**Source extract**
# Installing Drivers only Available in Windows?



## FLUDD (Apr 5, 2012)

I have a HP dv6 Windows 7 laptop and it started freezing up whenever I logged on so I installed Ubuntu 11.10 alongside Windows 7 and it works fine. Here is the thread on that problem here: 
http://forums.techguy.org/windows-7/1048165-pc-freezes-within-seconds-after.html

Is there a way I can install the Intel and HP drivers in Ubuntu?
Link to all of the drivers I can download: 
http://h10025.www1.hp.com/ewfrf/wc/...en&cc=us&dlc=en&sw_lang=&product=5078419#N670

The main reason why I want to download the drivers is because I can't adjust the screen brightness in Ubuntu so I'm getting a big headache and eye strain after looking at the screen for more than 5 minutes without taking a rest. x(

Thanks.


----------



## DaveBurnett (Nov 11, 2002)

You really need to find Linux drivers for Linux. 
Windows programs (not drivers) Can be run under Linux, but drivers tie too deeply into the hardware and OS to work


----------



## lewmur (Sep 11, 2006)

FLUDD said:


> I have a HP dv6 Windows 7 laptop and it started freezing up whenever I logged on so I installed Ubuntu 11.10 alongside Windows 7 and it works fine. Here is the thread on that problem here:
> http://forums.techguy.org/windows-7/1048165-pc-freezes-within-seconds-after.html
> 
> Is there a way I can install the Intel and HP drivers in Ubuntu?
> ...


Controling brightness has nothing to do with "drivers". Typically, it is a "hardware thing". You use the "function keys" on most laptops to set the brightness level for general use. Software control is normally limited to power saving when operating on batteries and in Ubuntu, that is done in the "power management" applet.

That said, except in the case where there are "proprietary drivers" that can't be incorporated in the kernel for legal reasons, drivers in Linux are built into the kernel and don't need to be downloaded and installed separately. If there are proprietary drivers available for your machine, you load them by going to /System/Administration/Additional drivers and selecting one of the drivers listed and click "Activate".


----------



## lewmur (Sep 11, 2006)

DaveBurnett said:


> You really need to find Linux drivers for Linux.
> Windows programs (not drivers) Can be run under Linux, but drivers tie too deeply into the hardware and OS to work


That is misleading. You can't run Windows programs under Linux without a Windows emulator such as Wine or in a vitrtual session which loads a copy of Windows.


----------



## DaveBurnett (Nov 11, 2002)

Hence the capital C in Can.


----------



## lewmur (Sep 11, 2006)

DaveBurnett said:


> Hence the capital C in Can.


You've lost me. How does capitalizing the C change the meaning of the sentence?


----------



## DaveBurnett (Nov 11, 2002)

By stressing/highlighting the word


----------



## lewmur (Sep 11, 2006)

DaveBurnett said:


> By stressing/highlighting the word


But by stressing what is misleading to begin with, you just make it more misleading. One of the biggest mistakes new Linux users make is trying to run their "Windows stuff". Your post encourages that mistake instead of warning against it. And, IMHO, the second biggest mistake they make is to install Wine to make up for their first mistake. All that does is to bring along the Windows malware they should be doing their best to avoid.

**Instruction**
In the forum thread on Ubuntu drivers, which menu path does lewmur give for loading proprietary drivers?

**Dataset entries**
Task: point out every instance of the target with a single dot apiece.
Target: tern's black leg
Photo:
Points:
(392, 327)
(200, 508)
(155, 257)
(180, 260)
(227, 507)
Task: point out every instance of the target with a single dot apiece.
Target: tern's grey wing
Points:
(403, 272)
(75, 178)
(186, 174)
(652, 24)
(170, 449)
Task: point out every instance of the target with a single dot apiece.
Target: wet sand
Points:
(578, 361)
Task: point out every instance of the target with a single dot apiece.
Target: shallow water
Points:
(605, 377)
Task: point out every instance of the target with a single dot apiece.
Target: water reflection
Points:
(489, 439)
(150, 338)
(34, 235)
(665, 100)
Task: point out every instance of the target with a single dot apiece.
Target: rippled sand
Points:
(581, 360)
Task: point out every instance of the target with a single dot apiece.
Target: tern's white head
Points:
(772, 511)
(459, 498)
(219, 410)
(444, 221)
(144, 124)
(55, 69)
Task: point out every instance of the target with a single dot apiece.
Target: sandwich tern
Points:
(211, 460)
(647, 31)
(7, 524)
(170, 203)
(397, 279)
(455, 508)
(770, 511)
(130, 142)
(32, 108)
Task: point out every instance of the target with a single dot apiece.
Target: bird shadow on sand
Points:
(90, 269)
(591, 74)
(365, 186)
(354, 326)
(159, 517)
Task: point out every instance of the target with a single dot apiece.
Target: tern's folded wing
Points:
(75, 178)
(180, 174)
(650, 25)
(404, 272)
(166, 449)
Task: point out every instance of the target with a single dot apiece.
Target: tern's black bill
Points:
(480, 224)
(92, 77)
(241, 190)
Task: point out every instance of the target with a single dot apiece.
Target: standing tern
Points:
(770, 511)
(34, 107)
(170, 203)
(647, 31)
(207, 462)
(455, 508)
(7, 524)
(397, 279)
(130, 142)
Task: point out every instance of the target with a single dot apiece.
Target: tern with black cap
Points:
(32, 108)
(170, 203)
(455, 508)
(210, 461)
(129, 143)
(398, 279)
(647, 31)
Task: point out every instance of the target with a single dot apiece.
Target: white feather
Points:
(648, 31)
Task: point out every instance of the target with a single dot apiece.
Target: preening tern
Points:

**Answer to this problem**
/System/Administration/Additional drivers